> WHAT IS ASKED
Give the lines below, from the line with "Look at the photo above. For each instance of the cottage" up to and including the line with "pixel 163 196", as a numbered list with blank lines left out.

> INPUT DATA
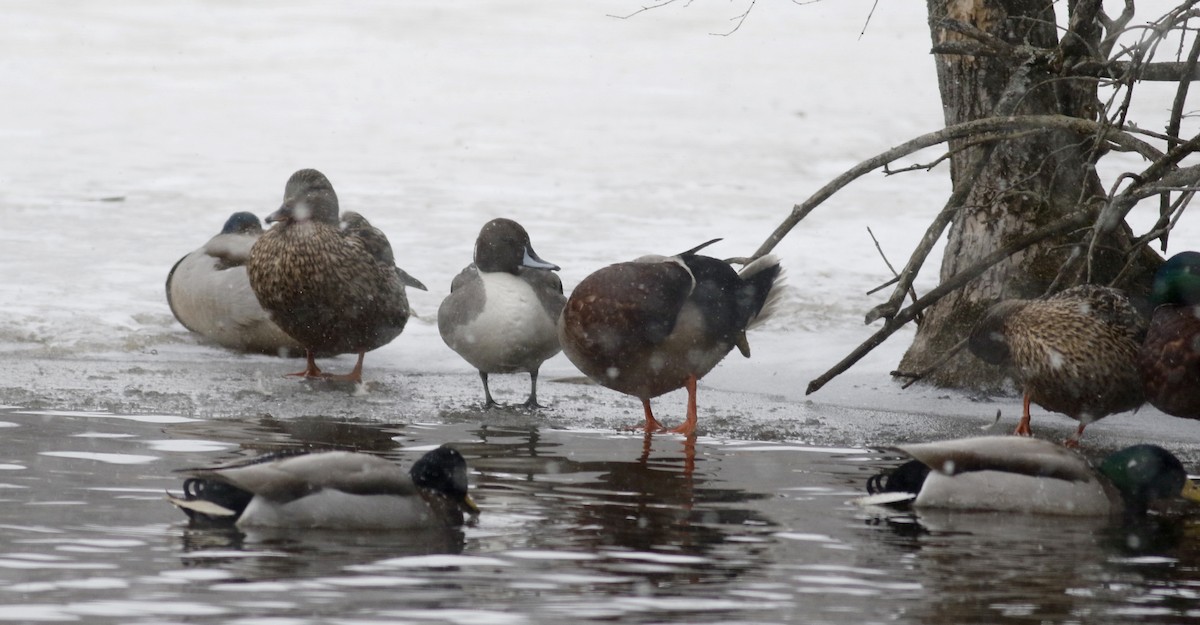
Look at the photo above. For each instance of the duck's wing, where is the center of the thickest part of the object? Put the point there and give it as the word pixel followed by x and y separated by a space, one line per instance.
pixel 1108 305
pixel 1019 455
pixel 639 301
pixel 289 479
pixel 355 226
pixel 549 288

--

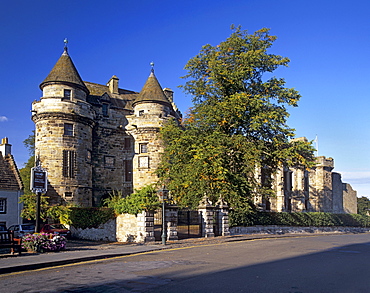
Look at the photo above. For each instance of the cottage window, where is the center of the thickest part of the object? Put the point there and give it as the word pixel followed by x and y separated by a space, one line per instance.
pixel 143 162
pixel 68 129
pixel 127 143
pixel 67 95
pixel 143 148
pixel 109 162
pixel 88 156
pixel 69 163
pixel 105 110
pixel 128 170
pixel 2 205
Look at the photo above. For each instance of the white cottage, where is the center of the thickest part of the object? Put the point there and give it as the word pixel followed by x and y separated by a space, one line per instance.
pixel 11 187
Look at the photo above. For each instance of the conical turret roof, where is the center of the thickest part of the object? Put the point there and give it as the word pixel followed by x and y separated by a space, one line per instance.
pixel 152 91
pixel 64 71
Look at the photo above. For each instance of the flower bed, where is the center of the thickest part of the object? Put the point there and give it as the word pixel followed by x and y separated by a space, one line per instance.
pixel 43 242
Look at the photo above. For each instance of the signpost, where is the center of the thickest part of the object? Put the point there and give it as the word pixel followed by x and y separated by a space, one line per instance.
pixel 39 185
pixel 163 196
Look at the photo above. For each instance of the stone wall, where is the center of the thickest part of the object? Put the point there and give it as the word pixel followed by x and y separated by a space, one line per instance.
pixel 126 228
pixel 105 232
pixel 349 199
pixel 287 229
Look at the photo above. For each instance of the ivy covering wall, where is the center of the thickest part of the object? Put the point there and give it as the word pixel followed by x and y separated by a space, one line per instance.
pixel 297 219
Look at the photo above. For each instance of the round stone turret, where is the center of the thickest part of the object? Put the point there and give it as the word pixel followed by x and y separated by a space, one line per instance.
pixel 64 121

...

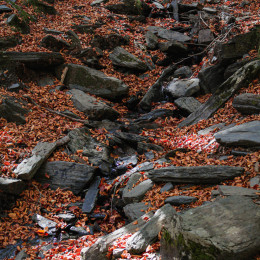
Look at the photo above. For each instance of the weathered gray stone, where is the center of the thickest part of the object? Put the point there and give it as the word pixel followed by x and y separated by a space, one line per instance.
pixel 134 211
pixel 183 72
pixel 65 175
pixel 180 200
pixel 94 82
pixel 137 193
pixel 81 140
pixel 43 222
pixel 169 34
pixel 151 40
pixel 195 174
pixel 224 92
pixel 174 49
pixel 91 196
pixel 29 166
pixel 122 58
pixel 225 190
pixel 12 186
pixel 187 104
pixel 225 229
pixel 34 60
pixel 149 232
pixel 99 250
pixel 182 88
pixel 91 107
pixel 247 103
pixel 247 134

> EXERCISE SOLUTION
1. Look at the photo above. For each instance of the cottage window, where is the center of the thickest part of the object? Put the point there and give it as the word pixel followed by x and y separated by a space, one line per instance.
2. pixel 143 162
3. pixel 68 129
4. pixel 127 143
5. pixel 67 95
6. pixel 143 148
7. pixel 109 162
8. pixel 88 156
9. pixel 69 163
10. pixel 105 110
11. pixel 128 170
12. pixel 2 205
13. Look at the photo above. For each instance of the white cottage, where is the center of the thickest part of the object? Put the point there and give it as the word pixel followed by x and y separated by a space, one line per instance.
14. pixel 11 187
15. Look at the photo above. For each instance of the conical turret roof, where is the center of the thickest part of the object? Put the point there and give it as the word pixel followed by x and y separated by a space, one line per instance.
16. pixel 152 91
17. pixel 64 71
18. Look at the photo above. For each instance of the flower bed, where is the center of the thickest part of the object? Put the point there and give it as the word pixel followed by x and y separated by a space, one line per instance.
19. pixel 43 242
20. Look at the photo above. For each instance of the signpost, where is the center of the thickest part of the object? Put the point there and give it as the word pixel followed by x and y separated by a space, one line per instance.
21. pixel 39 185
22. pixel 163 196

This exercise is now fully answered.